Stored data entries
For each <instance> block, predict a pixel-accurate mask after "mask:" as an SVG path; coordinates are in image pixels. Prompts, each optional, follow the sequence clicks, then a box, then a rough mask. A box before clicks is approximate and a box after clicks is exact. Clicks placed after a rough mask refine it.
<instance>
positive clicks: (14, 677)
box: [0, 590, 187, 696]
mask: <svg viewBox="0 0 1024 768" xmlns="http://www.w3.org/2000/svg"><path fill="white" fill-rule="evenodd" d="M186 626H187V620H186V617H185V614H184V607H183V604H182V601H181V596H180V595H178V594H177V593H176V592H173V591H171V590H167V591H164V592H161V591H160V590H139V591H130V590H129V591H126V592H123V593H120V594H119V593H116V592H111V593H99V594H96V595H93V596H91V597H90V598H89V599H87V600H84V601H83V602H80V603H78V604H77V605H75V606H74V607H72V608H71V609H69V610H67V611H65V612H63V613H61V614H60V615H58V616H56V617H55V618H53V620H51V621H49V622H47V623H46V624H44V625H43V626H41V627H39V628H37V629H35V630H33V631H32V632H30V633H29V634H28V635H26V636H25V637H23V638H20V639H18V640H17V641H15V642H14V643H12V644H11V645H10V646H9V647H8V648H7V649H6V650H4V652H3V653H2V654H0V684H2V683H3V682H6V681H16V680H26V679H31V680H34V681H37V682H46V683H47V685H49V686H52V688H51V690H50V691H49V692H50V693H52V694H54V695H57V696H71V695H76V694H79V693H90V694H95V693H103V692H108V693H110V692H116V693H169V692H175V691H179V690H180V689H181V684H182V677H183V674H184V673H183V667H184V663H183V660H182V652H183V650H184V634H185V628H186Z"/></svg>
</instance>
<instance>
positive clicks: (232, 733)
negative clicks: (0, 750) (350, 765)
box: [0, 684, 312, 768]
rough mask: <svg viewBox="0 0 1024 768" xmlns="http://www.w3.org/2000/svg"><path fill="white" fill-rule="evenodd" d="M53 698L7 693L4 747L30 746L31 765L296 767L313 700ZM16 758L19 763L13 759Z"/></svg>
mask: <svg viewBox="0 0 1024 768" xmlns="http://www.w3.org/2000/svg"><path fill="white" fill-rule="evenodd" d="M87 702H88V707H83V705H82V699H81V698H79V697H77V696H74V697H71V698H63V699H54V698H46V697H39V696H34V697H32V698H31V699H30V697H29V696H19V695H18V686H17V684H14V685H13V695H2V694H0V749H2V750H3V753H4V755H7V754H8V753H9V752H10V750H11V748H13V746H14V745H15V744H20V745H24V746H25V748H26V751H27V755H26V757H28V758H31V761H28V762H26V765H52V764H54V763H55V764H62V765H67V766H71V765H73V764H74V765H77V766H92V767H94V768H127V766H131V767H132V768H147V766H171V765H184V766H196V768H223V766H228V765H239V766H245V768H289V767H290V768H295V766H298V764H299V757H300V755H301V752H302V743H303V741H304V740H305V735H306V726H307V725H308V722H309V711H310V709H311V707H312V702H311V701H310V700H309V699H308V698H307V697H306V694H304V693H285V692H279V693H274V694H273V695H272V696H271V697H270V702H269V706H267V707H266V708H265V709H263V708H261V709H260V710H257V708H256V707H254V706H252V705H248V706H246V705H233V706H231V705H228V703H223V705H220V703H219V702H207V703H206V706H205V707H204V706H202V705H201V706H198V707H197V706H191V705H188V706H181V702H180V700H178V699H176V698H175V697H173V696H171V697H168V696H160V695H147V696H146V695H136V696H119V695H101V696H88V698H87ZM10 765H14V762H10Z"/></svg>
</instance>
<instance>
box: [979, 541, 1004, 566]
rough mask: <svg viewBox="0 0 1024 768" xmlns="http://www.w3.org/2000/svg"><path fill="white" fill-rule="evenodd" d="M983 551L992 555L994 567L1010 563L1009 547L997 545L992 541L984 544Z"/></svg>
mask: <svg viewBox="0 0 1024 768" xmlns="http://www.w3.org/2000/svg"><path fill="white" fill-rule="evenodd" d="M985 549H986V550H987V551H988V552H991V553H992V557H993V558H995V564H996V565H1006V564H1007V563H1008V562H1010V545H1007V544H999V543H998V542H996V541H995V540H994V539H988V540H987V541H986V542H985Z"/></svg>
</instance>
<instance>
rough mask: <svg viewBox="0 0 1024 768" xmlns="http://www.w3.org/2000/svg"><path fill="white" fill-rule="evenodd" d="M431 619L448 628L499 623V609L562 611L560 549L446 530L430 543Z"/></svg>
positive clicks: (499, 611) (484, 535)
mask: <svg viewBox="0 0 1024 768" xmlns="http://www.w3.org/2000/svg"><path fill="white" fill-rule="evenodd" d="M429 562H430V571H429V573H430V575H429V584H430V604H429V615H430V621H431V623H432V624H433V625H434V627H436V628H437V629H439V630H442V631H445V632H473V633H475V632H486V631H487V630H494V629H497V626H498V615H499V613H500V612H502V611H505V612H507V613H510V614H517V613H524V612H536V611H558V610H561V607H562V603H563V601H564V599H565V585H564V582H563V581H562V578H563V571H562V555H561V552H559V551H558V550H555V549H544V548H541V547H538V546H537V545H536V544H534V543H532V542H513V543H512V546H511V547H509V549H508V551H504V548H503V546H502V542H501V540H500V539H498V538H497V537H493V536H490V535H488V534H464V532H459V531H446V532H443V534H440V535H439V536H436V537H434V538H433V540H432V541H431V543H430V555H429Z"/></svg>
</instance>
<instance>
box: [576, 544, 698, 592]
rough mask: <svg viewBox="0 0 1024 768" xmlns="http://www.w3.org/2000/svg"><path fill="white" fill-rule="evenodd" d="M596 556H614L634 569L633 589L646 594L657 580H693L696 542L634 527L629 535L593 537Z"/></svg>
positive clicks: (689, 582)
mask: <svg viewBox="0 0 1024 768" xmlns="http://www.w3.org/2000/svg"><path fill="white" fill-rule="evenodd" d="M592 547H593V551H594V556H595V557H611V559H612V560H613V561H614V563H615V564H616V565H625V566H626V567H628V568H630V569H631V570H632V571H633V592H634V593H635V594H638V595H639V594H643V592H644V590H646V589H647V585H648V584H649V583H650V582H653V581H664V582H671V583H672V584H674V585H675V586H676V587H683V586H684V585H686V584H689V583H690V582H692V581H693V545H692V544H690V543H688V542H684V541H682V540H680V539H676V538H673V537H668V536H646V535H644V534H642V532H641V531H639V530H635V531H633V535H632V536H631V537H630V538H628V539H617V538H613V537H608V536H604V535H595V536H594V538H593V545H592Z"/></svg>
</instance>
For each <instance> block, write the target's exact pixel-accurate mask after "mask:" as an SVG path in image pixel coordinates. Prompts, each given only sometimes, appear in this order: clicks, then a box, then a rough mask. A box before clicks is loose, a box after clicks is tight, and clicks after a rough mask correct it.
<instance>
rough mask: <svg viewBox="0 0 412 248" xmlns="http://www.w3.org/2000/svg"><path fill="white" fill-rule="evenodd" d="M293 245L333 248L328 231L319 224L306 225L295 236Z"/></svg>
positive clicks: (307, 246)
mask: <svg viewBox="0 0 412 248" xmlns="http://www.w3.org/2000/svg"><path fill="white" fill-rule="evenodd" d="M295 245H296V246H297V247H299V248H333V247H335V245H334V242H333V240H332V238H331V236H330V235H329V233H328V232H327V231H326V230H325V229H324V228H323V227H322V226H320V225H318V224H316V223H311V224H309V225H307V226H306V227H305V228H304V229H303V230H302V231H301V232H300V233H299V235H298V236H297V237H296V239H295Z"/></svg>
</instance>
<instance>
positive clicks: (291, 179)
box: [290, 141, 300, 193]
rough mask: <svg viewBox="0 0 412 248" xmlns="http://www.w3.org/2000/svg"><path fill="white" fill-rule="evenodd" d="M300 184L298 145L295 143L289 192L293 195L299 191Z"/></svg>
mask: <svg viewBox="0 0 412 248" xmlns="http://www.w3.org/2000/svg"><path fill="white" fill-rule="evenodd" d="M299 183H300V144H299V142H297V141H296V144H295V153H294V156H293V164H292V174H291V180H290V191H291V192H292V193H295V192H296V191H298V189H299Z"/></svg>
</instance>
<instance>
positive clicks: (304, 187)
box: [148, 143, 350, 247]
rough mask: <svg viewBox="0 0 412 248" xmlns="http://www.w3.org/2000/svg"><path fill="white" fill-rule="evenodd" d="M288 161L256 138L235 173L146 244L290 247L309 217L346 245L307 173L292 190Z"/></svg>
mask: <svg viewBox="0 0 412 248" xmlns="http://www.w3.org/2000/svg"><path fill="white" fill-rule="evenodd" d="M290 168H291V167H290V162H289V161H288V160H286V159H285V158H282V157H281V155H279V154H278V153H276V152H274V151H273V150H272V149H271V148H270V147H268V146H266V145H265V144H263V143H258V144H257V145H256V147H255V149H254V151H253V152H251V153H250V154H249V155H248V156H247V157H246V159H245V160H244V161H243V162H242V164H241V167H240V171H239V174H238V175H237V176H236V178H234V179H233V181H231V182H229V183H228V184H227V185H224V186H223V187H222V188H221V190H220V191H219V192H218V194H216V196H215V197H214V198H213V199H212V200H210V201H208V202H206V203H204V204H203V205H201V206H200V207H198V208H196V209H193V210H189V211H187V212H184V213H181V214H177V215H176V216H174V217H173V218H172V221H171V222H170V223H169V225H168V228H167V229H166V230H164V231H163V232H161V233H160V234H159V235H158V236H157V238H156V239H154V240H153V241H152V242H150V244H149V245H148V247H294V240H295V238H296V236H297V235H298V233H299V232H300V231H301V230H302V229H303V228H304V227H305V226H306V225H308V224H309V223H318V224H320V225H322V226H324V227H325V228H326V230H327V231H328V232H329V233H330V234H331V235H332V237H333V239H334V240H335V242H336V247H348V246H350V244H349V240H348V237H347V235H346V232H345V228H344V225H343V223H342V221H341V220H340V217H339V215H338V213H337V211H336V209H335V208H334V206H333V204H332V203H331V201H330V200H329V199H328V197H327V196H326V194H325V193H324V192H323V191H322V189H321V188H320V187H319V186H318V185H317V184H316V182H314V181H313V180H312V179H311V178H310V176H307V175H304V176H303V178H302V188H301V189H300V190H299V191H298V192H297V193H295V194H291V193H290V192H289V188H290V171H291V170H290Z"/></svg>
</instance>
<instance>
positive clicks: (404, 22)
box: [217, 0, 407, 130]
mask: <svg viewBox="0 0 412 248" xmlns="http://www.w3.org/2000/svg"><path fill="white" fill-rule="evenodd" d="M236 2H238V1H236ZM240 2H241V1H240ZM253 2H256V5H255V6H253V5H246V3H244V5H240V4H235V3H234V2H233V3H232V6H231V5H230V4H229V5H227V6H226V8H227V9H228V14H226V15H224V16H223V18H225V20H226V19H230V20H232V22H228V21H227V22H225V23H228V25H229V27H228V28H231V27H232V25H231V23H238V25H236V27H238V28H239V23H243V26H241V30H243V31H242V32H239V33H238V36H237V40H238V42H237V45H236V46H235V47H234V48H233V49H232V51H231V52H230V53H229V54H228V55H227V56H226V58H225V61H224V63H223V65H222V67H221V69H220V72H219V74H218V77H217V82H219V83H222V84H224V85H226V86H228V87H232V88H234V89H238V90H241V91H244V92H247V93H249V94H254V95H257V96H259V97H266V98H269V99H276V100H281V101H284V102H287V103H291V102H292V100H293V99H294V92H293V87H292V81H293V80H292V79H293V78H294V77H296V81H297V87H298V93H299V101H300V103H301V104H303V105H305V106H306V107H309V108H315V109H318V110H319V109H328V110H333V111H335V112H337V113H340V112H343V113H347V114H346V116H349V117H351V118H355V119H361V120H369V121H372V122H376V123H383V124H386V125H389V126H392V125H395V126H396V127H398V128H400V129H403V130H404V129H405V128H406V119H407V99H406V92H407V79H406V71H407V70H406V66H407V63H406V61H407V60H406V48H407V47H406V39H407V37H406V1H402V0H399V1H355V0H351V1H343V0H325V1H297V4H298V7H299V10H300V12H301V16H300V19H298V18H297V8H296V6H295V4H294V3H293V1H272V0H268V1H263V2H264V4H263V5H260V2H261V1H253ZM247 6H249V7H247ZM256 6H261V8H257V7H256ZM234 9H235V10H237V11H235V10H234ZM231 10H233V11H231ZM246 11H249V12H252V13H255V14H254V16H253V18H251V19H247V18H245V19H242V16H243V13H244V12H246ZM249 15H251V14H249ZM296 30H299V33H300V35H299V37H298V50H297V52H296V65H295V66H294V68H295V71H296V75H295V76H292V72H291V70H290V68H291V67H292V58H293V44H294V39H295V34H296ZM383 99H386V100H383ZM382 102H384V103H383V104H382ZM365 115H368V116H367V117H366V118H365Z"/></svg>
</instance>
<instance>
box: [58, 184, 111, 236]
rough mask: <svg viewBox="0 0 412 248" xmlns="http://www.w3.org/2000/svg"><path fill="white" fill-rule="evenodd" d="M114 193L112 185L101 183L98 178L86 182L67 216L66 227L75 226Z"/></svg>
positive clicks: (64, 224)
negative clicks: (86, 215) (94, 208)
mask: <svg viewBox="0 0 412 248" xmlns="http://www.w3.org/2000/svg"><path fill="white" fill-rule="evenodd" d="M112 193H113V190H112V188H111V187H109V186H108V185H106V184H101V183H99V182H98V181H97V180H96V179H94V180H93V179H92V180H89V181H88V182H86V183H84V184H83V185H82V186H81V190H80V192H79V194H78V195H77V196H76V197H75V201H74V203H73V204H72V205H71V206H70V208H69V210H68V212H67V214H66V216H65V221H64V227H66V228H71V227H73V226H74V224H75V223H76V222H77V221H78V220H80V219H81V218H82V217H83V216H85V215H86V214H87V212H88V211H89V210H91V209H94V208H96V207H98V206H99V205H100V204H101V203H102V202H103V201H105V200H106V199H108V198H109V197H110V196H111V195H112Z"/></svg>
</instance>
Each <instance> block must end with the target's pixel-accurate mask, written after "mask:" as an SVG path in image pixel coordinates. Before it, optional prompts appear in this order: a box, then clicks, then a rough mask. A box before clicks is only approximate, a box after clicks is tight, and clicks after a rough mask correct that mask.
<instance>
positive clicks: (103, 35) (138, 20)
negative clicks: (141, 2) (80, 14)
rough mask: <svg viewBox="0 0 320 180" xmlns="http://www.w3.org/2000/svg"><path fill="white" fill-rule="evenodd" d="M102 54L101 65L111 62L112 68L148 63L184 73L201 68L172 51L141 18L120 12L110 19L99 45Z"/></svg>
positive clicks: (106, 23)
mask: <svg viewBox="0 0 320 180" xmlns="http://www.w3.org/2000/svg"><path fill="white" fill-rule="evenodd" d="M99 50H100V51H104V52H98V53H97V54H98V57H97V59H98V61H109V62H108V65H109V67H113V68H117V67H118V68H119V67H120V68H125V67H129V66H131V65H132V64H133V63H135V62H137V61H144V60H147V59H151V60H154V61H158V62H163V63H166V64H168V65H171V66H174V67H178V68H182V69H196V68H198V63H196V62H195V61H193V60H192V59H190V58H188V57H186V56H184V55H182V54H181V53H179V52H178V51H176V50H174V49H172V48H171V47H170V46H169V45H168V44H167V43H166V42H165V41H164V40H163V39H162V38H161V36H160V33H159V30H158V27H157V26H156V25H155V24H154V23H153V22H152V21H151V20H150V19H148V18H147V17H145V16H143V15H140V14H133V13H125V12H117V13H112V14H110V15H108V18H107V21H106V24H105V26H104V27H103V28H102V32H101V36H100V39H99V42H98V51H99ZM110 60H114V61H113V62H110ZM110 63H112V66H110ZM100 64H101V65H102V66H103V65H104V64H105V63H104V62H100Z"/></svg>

### Task prompt
Only one stretch is wanted, so please give again exactly the lines from the start of the data through the line containing "box: [0, 684, 312, 768]", both ends included.

### Answer to this task
For each <instance> block, predict a pixel-accurate mask after "mask:" as an SVG path; coordinates are in image pixels. Prompts, each optional, follow the sequence clicks, then a box, then a rough mask. A box before clicks is approximate and a box after clicks is exact. Clicks placed after a rough mask refine it.
<instance>
positive clicks: (14, 677)
box: [0, 590, 187, 696]
mask: <svg viewBox="0 0 1024 768" xmlns="http://www.w3.org/2000/svg"><path fill="white" fill-rule="evenodd" d="M186 626H187V620H186V617H185V614H184V607H183V604H182V601H181V596H180V595H178V594H177V593H176V592H173V591H171V590H167V591H164V592H161V591H160V590H139V591H130V590H129V591H126V592H123V593H120V594H119V593H116V592H111V593H99V594H96V595H93V596H91V597H90V598H89V599H87V600H84V601H83V602H80V603H78V604H77V605H75V606H74V607H72V608H71V609H69V610H67V611H65V612H63V613H61V614H60V615H58V616H56V617H55V618H53V620H51V621H49V622H47V623H46V624H44V625H43V626H41V627H39V628H37V629H35V630H33V631H32V632H30V633H29V634H28V635H26V636H25V637H23V638H20V639H18V640H17V641H15V642H14V643H12V644H11V645H10V646H9V647H8V648H7V649H6V650H4V652H3V653H2V654H0V684H2V683H3V682H6V681H16V680H26V679H31V680H34V681H37V682H46V683H47V685H49V686H52V688H51V690H50V691H49V692H50V693H52V694H54V695H57V696H71V695H76V694H79V693H90V694H95V693H103V692H108V693H110V692H116V693H169V692H175V691H179V690H180V689H181V684H182V677H183V674H184V673H183V667H184V663H183V660H182V652H183V650H184V634H185V628H186Z"/></svg>
</instance>
<instance>
positive clicks: (232, 733)
negative clicks: (0, 750) (350, 765)
box: [0, 684, 312, 768]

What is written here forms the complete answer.